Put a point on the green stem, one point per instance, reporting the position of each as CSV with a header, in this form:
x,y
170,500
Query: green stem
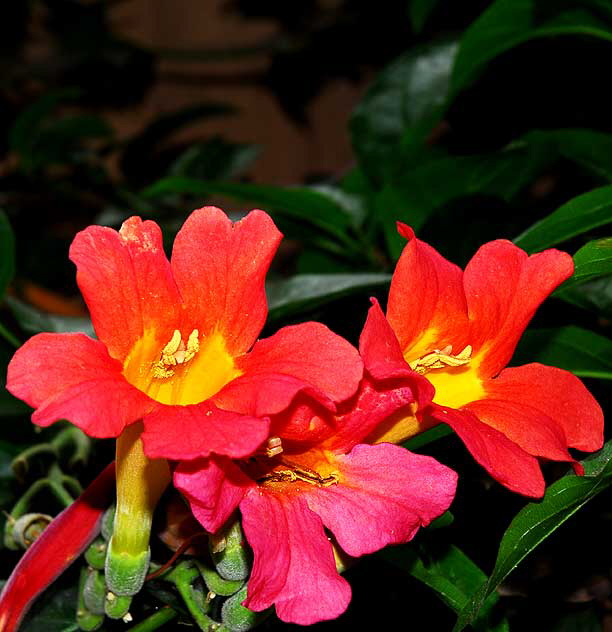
x,y
140,484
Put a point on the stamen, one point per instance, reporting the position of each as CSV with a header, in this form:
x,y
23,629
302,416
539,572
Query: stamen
x,y
175,353
439,359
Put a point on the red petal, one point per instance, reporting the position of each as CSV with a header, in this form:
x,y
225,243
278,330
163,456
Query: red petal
x,y
427,308
214,489
71,376
503,459
504,287
543,409
307,357
191,432
293,565
127,283
64,539
220,269
386,493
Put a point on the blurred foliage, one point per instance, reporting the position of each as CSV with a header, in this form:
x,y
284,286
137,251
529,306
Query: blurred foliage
x,y
484,119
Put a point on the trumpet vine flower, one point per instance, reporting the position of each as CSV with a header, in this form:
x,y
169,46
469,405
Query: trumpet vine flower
x,y
459,329
367,496
177,371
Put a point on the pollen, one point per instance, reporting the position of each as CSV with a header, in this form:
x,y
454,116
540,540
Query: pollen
x,y
440,359
175,353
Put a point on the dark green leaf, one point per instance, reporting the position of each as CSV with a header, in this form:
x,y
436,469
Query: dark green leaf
x,y
579,215
450,573
578,350
538,520
307,291
508,23
405,100
7,253
302,204
592,261
35,321
420,10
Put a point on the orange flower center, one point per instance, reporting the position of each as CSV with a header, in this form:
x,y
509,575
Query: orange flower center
x,y
455,377
185,370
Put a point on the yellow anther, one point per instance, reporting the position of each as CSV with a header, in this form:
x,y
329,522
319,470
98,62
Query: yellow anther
x,y
175,353
439,359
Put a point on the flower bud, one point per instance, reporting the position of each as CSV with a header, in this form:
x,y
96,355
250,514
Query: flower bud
x,y
229,553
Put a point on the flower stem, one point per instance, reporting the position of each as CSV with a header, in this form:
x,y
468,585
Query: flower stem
x,y
140,483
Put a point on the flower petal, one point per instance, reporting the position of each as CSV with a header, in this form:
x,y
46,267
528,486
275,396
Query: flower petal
x,y
503,459
427,308
127,283
504,287
293,565
214,488
220,269
70,376
386,493
191,432
543,409
306,357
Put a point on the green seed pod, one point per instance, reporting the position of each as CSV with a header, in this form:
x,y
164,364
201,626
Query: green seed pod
x,y
216,584
236,617
230,554
95,554
116,606
94,592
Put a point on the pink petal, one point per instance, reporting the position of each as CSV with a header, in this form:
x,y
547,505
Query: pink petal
x,y
127,283
220,269
191,432
214,488
504,287
71,376
505,461
293,565
385,495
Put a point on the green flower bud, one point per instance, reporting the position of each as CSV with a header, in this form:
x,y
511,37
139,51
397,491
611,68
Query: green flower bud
x,y
230,554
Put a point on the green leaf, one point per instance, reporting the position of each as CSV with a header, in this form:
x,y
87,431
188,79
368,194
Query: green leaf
x,y
420,10
450,573
301,204
583,352
508,23
7,253
579,215
406,100
538,520
35,321
307,291
592,261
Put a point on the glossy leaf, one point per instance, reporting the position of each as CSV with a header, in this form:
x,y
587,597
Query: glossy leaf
x,y
583,352
537,521
579,215
508,23
7,253
592,261
450,573
401,107
308,291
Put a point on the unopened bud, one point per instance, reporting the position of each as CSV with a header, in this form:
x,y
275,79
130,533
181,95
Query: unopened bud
x,y
230,554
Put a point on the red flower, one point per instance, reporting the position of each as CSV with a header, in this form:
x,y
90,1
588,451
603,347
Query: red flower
x,y
177,341
460,329
368,496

+ + + + +

__Set problem__
Print the records word for word and exclude any picture they hold.

__Worked solution__
Put a point on the green stem, one point per instance, reporting the position of each as CSV with a header, in this form:
x,y
170,500
Query: green stem
x,y
140,484
Put a point on the stamen, one point per instance, reporting the position of each as CSV with a header, in this form:
x,y
23,629
302,416
539,572
Query: stamen
x,y
175,353
439,359
Put a point on the red petal, one point per instance, reporting the position of each as CSV with a header, in this form:
x,y
225,243
278,330
163,456
Query: red petal
x,y
427,308
214,489
71,376
503,459
504,287
543,409
307,357
191,432
293,565
127,283
64,539
220,269
386,493
Put a point on the blurred foliage, one point per instance, reporting the position of each as CSV with a header, in this form:
x,y
284,286
137,251
529,306
Query: blurred foliage
x,y
484,119
Put a point on the trumpet vine flower, one point per instance, reporting the position of each as CSV with a header, in this form:
x,y
169,46
469,405
Query: trumpet vine flower
x,y
459,329
367,496
177,371
Put a point on the pollen, one point per instance, reporting the position of each as CSV with a header, in this form:
x,y
454,116
540,540
Query: pollen
x,y
440,359
175,353
Put a point on the dark green leaf, one point per instance, reporting the position of each as CSV with a header, in this form:
x,y
436,469
Query: dark green leaf
x,y
579,215
450,573
578,350
538,520
307,291
508,23
405,100
7,253
302,204
592,261
35,321
420,10
Put a point on the orange flower center, one point per instance, reporting the position of each as CSV with a header, in this form:
x,y
509,575
Query: orange flower center
x,y
455,377
185,370
Put a point on the yellow anther, one point per instance, reporting the position of each as CSV with a header, in this form:
x,y
329,522
319,470
98,62
Query: yellow anther
x,y
175,353
439,359
Put a point on the flower bud, one point per instance, reporting the position of each as CSV with a header, in this form:
x,y
96,355
250,514
Query: flower bud
x,y
229,553
Put a point on the flower stem, one point per instance, reporting the position of each as CSV with a header, in this form:
x,y
468,585
Query: flower stem
x,y
140,483
Put a point on the flower petal, one point per instance, reporting the position of each as CSV with a header, in this form:
x,y
46,267
528,486
275,396
Query: flower petal
x,y
503,459
427,308
127,283
504,287
293,565
214,488
220,269
70,376
386,493
191,432
543,409
306,357
Put a point on the green seed pod, one point per instance, reporting the position of each as CSV with a header, in this form:
x,y
164,364
201,626
Query: green seed pod
x,y
216,584
236,617
230,554
95,554
116,606
94,592
Put a point on the pink petal, one point per instance, reporting the position of each as CSV with a header, in this form:
x,y
547,505
Query: pink petal
x,y
127,283
220,269
191,432
214,488
504,287
71,376
505,461
293,565
385,495
Put a point on the green flower bud, one point per instance, reporting the position of each as CSV with a header, in this form:
x,y
511,37
139,51
397,491
611,68
Query: green flower bud
x,y
230,554
Put a point on the green leaf, one point per instance, reporting the position of each as CSV with a header, in this form:
x,y
87,431
188,79
368,194
Query: green leaf
x,y
420,10
450,573
301,204
583,352
508,23
7,253
579,215
406,100
538,520
35,321
307,291
592,261
Put a point on the glossy leaf, one point per instance, reporting the position of each as CSV with a header, in this form:
x,y
587,597
Query: glossy leaf
x,y
583,352
537,521
579,215
508,23
7,253
592,261
450,573
401,107
308,291
Put a point on the unopened bud, one point per instance, reporting the position of each as CSV with a header, in this form:
x,y
275,79
130,533
181,95
Query: unopened bud
x,y
230,554
Put a point on the red flower, one point per instance, reporting the position of each as CSV with a header, in this form:
x,y
90,1
588,451
603,347
Query: red flower
x,y
177,341
460,329
368,496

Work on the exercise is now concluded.